◆ **WORK INSTRUCTIONS**
Exactly reproduce the line that contains "Note for the class: annotate every instance of the white wall" and all lines after it in the entries below, through the very last line.

Data extracted from a collection:
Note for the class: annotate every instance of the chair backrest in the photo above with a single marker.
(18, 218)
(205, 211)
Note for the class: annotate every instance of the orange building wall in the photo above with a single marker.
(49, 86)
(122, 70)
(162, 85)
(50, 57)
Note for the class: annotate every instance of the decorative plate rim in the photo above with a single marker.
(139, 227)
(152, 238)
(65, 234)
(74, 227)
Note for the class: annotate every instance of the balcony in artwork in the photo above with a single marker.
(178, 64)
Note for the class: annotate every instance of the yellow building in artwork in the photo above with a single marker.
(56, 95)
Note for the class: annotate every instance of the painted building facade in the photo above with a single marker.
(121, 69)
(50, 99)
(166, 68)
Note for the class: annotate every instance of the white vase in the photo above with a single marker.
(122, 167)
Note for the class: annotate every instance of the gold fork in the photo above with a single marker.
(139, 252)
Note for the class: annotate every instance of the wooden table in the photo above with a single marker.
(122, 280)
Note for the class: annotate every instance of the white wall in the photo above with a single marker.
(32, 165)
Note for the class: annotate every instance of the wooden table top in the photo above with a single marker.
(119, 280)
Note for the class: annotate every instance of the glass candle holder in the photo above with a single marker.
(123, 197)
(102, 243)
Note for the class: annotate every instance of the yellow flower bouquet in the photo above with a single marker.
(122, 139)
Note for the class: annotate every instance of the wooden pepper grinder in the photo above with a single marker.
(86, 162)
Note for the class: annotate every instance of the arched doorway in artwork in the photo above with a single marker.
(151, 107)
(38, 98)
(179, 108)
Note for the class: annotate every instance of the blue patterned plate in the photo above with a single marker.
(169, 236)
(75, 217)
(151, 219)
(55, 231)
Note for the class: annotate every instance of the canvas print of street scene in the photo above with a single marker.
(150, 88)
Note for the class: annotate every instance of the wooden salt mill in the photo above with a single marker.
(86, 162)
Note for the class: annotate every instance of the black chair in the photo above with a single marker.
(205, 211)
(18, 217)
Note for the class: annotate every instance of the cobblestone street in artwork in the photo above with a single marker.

◆ **RESPONSE AREA**
Note for the class: annotate every instance of the white wall in the photo above with a single marker.
(32, 165)
Note for the class: annotate every instance of the wooden table top in the photo above with a single marker.
(119, 280)
Note for the class: annotate every instance of the glass candle holder in the photo above with a single marker.
(123, 197)
(102, 243)
Note for the class: annotate every instance of the yellow flower bouquet in the photo above with a single marker.
(122, 139)
Note for the class: annotate every instance of the wooden pepper grinder in the photo above with a single marker.
(86, 162)
Note for the class: annotate every instance of the arched doorway in artwork in the photo above with a single marker.
(151, 107)
(38, 98)
(179, 108)
Note for the class: annotate every instance of the blue patterned plate in the photo above with a single marker.
(169, 236)
(75, 217)
(151, 219)
(55, 231)
Note for the class: annotate every instance of the canvas print of street scene in the photo above with a single marker.
(150, 88)
Note for the class: annotate every instance of the wooden salt mill in the photo above with a single marker.
(86, 162)
Note for the class: annotate every instance of the black chair in the photo above with a single marker.
(205, 211)
(18, 217)
Note for the class: annotate every instance of the cobblestone street in artwork in the photo above with a single marker.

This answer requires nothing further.